_Task prompt_
In two sentences, summarize the article on Big Pharma conspiracy theories.

_Excerpt to read_
##########
= Big Pharma conspiracy theories =

Conspiracy theories about the pharmaceutical industry

Big Pharma conspiracy theories are conspiracy theories that claim that pharmaceutical companies as a whole, especially big corporations, act in dangerously secretive and sinister ways that harm patients. This includes concealing effective treatments, perhaps even to the point of intentionally causing and/or worsening a wide range of diseases, in the pursuit of higher profits and/or other nefarious goals. The general public supposedly lives in a state of ignorance, according to such claims.

Some theories have incorporated the assertions that natural, alternative remedies to multiple health struggles are being suppressed, that medications for the treatment of HIV/AIDS are ineffective and harmful, that an effective cure for all cancers has been discovered but concealed from the public, that vaccines for COVID-19 are ineffective, and that alternatively understood cures exist for COVID-19 itself. In most cases, the conspiracy theorists have blamed pharmaceutical companies' search for increased profit margins. A range of authors have shown these claims to be false, though some of these authors nevertheless maintain that other criticisms of the pharmaceutical industry are legitimate.

==History and definition==
According to Steven Novella, the use of terminology such as Big Pharma has come to connote a demonized form of the pharmaceutical industry, described in an emotional fashion, which exists disconnected from the real-life complexity of business history. Professor of writing Robert Blaskiewicz has written that conspiracy theorists use the term Big Pharma as "shorthand for an abstract entity comprising [sic] corporations, regulators, NGOs, politicians, and often physicians, all with a finger in the trillion-dollar prescription pharmaceutical pie".

According to Blaskiewicz, the Big Pharma conspiracy theory has four classic traits: first, the assumption that the conspiracy is perpetrated by a small malevolent cabal; secondly, the belief that the public at large is ignorant of the truth; thirdly, that its believers treat lack of evidence as evidence; and finally, that the arguments deployed in support of the theory are irrational, misconceived, or otherwise mistaken.

In the 1970s and 1980s, the conspiracy theory was promoted by Ann Wigmore who held that diseases, including cancer and HIV/AIDS, could be effectively treated with a raw food diet. In this context, Wigmore believed that the pharmaceutical industry was part of a conspiracy to keep the population at large ill.

André Picard wrote in 2009 that the internet had radically changed the nature of popular scientific discourse from being infrequent and deferential to widespread and conspiracy based: scientific debate was often supplanted by dismissal of science as being "part of some vast conspiracy". In the conspiracist world view, "Doctors, nurses, pharmacists, pharmacologists, biochemists, immunologists, geneticists and journalists are not to be trusted. They are all on the take".
##########
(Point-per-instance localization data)
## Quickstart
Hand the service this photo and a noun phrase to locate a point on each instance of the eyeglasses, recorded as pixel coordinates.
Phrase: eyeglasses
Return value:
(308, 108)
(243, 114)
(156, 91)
##########
_Exercise response_
Big Pharma conspiracy theories claim that pharmaceutical companies act in secretive, sinister ways that harm patients in pursuit of higher profits, for instance by concealing effective treatments or suppressing natural remedies, and a range of authors have shown these claims to be false. Robert Blaskiewicz identifies four classic traits of the theory, and André Picard wrote in 2009 that the internet had made popular scientific discourse widespread and conspiracy-based.